*Reading text*:
○ ○ ○ ○

UNITED NATIONS — The U.N. environment chief has a message for leaders of the world's major industrialized nations: scientists have shown that it pays to preserve forests, coastal waters and marshes.


Klaus Toepfer made the case that investing in the environment will go a long way toward meeting U.N. goals to reduce poverty, supply clean drinking water and fight the spread of infectious diseases.


"Our motto is environment for development," he said in an interview last week.


The Group of Eight meets in Scotland on Wednesday and will address global warming and climate change -- and Toepfer expressed hope that the leaders will see the link between this critical issue and development.


British Prime Minister Tony Blair, who is hosting the summit, wants an agreement among G-8 leaders on the scientific threat posed by global warming and the urgent need for action.


But the United States rejects the Kyoto Protocol, which calls for cutting carbon dioxide and other gas emissions believed to contribute to global warming. President Bush has called for shifting the debate away from limits on greenhouse gas emissions to new technology that would reduce environmental damage without restricting energy use.


Toepfer, who heads the Nairobi-based U.N. Environment Program, said scientific data show that destruction of the environment is a direct cause of many problems faced in the world today -- including poverty, declining health, hunger, undrinkable water, disease, migration from rural to urban areas, and conflict.


"So the environment is not a luxury, not a Gucci accessory bag or a fancy silk tie affordable only when all other issues have been resolved," he told a U.N. ministerial meeting last week. "It is the oxygen breathing life into all the goals. It is the red ribbon running around our common aspirations for a healthier, more stable and just world."


Toepfer said the Millennium Ecosystem Assessment -- a recent study compiled by 1,360 scientists from 95 nations who pored over 16,000 satellite photos from the U.S. National Aeronautics and Space Administration and analyzed statistics and scientific journals -- underscored that the environment is critically important for development.


The study found that humans had depleted 60 percent of the world's grasslands, forests, farmlands, rivers and lakes. It also found that 12 percent of birds, 23 percent of mammals, 25 percent of conifers and 32 percent of amphibians are threatened with extinction -- and that the world's fish stocks have been reduced by 90 percent since the start of industrial fishing.

○ ○ ○ ○

Records from a data source:
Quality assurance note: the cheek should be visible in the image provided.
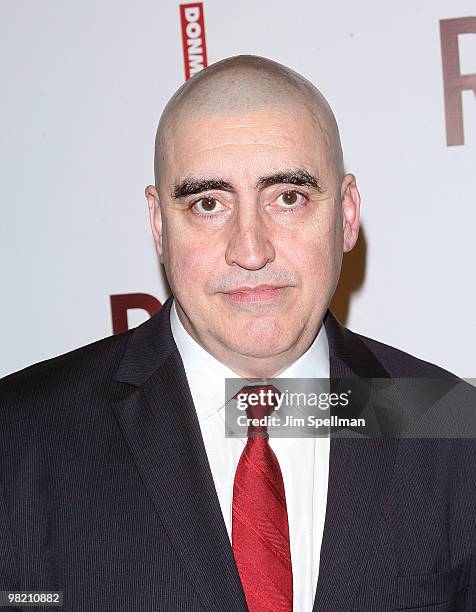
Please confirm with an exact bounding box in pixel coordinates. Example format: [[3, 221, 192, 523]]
[[167, 233, 217, 293]]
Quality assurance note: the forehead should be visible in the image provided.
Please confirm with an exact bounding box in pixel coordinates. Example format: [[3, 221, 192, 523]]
[[165, 108, 328, 179]]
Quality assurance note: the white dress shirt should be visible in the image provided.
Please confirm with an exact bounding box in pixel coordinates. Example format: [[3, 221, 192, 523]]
[[170, 300, 330, 612]]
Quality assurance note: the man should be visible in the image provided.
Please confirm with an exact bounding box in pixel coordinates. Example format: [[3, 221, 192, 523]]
[[0, 56, 476, 612]]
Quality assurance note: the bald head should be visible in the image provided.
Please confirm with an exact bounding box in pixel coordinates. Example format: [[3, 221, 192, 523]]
[[154, 55, 343, 189]]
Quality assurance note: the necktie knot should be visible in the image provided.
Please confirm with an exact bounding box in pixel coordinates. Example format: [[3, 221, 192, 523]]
[[234, 385, 282, 438]]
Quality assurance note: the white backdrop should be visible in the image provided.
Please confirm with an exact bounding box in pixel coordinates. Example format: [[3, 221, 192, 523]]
[[0, 0, 476, 377]]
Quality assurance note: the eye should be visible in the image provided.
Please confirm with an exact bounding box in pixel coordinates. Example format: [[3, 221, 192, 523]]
[[276, 190, 306, 210], [192, 196, 221, 217]]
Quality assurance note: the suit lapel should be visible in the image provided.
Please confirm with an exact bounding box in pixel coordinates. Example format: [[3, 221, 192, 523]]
[[313, 311, 398, 612], [113, 298, 397, 612], [113, 298, 247, 612]]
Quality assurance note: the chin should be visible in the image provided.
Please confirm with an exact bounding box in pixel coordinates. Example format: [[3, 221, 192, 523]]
[[230, 325, 292, 357]]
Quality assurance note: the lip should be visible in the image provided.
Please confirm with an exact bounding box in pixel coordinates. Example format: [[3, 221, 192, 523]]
[[224, 285, 286, 303]]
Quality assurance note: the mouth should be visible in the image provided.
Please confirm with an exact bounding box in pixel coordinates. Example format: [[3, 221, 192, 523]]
[[223, 285, 287, 304]]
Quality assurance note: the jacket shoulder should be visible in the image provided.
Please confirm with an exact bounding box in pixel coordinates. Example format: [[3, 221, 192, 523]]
[[0, 330, 133, 404], [349, 330, 458, 378]]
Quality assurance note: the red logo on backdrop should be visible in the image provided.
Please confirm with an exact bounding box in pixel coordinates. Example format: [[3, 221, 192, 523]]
[[110, 293, 162, 334], [180, 2, 208, 81], [440, 17, 476, 146]]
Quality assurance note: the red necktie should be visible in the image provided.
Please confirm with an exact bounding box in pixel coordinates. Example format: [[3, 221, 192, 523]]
[[232, 385, 293, 612]]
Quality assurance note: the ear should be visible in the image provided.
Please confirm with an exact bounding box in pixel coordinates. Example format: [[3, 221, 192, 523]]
[[145, 185, 163, 263], [341, 174, 360, 253]]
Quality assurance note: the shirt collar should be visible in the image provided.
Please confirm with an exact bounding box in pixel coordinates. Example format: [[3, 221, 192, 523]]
[[170, 299, 329, 420]]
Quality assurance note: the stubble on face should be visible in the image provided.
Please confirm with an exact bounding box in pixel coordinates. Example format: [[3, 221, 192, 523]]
[[151, 53, 348, 377]]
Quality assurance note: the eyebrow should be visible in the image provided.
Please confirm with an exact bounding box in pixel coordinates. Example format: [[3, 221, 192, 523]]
[[173, 168, 323, 199]]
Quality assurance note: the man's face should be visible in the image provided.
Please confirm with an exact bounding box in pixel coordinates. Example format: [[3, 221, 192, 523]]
[[147, 109, 356, 372]]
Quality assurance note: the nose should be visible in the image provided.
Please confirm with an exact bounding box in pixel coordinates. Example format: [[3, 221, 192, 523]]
[[225, 210, 276, 270]]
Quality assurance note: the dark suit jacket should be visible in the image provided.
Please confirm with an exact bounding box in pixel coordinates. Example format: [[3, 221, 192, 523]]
[[0, 298, 476, 612]]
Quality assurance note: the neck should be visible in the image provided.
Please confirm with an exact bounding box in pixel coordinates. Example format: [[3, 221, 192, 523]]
[[176, 303, 322, 379]]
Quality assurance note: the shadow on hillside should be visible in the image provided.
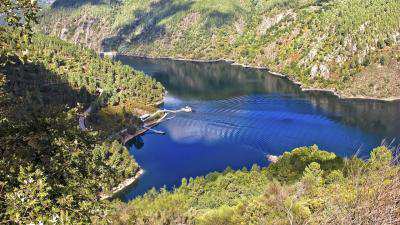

○ ○ ○ ○

*What the task asks*:
Reproduce verbatim the passage of the U.N. environment article from "But the United" to "areas, and conflict.".

*Reply to the task*:
But the United States rejects the Kyoto Protocol, which calls for cutting carbon dioxide and other gas emissions believed to contribute to global warming. President Bush has called for shifting the debate away from limits on greenhouse gas emissions to new technology that would reduce environmental damage without restricting energy use.


Toepfer, who heads the Nairobi-based U.N. Environment Program, said scientific data show that destruction of the environment is a direct cause of many problems faced in the world today -- including poverty, declining health, hunger, undrinkable water, disease, migration from rural to urban areas, and conflict.